-- Required tasks --
1. Reproduce the passage of the verb phrases text that begins with "Verb Subcategories" and ends with "neglected his chores.", word for word.
2. Drawing on the verb phrases text, explain in one to three sentences why the study of phrase types begins with verb phrases.
3. Turn the paragraph of the verb phrases text that opens with "As these examples show, neglected requires" into a short bulleted list that keeps its main facts.

-- Source extract --
>>>

Verb Phrases

In the previous chapter, we examined some of the basics of sentence structure. Over the next few chapters, we will deepen our understanding by studying how the most important phrase types are structured. Because every sentence has a predicate, and every predicate is a verb phrase, every sentence is ultimately structured around a verb. We will therefore begin with verb phrases.

Verb Subcategories

In Chapter 3, we saw that some words shared enough structural principles that they deserved to be grouped into a category: verb. Although the members of this category have certain things in common, they do not all behave identically. In particular, verbs differ with respect to what attributes can appear within their phrase. Different verbs require different attributes. Consider, for example, what attributes can appear after a verb like neglect:

(1a) Reginald neglected his hygiene.
(1b) *Reginald neglected.
(1c) *Reginald neglected hygienic
(1d) Reginald neglected his chores.
(1e) *Reginald neglected his hygiene his chores.
(1f) *Reginald neglected his chores unpleasant.

As these examples show, neglected requires exactly one noun phrase to follow it (1a and 1d). It does not permit us to drop the NP (1b) or to replace it with an AdjP (1c). It also doesn't allow two NP's (1e) or one NP and one AdjP (1f). All of these permutations, however, are possible with other verbs:

(2a) Reginald primped. [verb only]
(2b) Reginald seems hygienic. [verb + AdjP]
(2c) Reginald gave his barber a tip. [verb + NP + NP]
(2d) Reginald found his chores unpleasant. [verb + NP + AdjP]

Because the verb determines the rest of the structure, we will say that the verb licenses (i.e., permits) these constituents, which are known as complements. Thus neglected licenses a single noun phrase after it, and no other pattern. In this instance, we could say that the verb requires a noun phrase, rather than simply permitting one. One complement that is required by every verb is the subject.[1] But in many cases, verbs license multiple patterns:

(3a) Susan ate dinner.
(3b) Susan ate.

As the examples above show, eat can be followed by a noun phrase or by nothing at all. To call the complement required, therefore, can be misleading if you assume that "required" means only one pattern is permitted.

<<<

-- Information given --

>>>

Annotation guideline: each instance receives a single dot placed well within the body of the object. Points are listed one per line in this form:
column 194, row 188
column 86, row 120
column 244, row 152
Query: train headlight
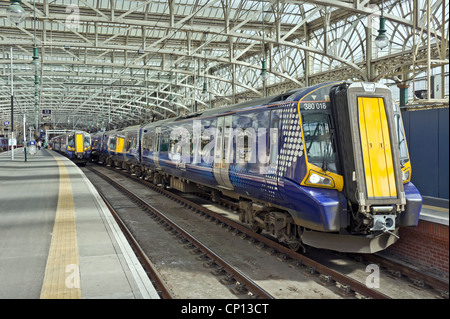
column 319, row 180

<<<

-- Solved problems --
1.
Verb Subcategories

In Chapter 3, we saw that some words shared enough structural principles that they deserved to be grouped into a category: verb. Although the members of this category have certain things in common, they do not all behave identically. In particular, verbs differ with respect to what attributes can appear within their phrase. Different verbs require different attributes. Consider, for example, what attributes can appear after a verb like neglect:

(1a) Reginald neglected his hygiene.
(1b) *Reginald neglected.
(1c) *Reginald neglected hygienic
(1d) Reginald neglected his chores.

2. Every sentence has a predicate, and every predicate is a verb phrase. So every sentence is ultimately structured around a verb, and verb phrases are therefore taken up first.

3.
- Neglected requires exactly one noun phrase to follow it (1a, 1d).
- It does not allow the NP to be dropped (1b) or replaced with an AdjP (1c).
- It does not allow two NPs (1e) or one NP and one AdjP (1f).
- All of these patterns are possible with other verbs.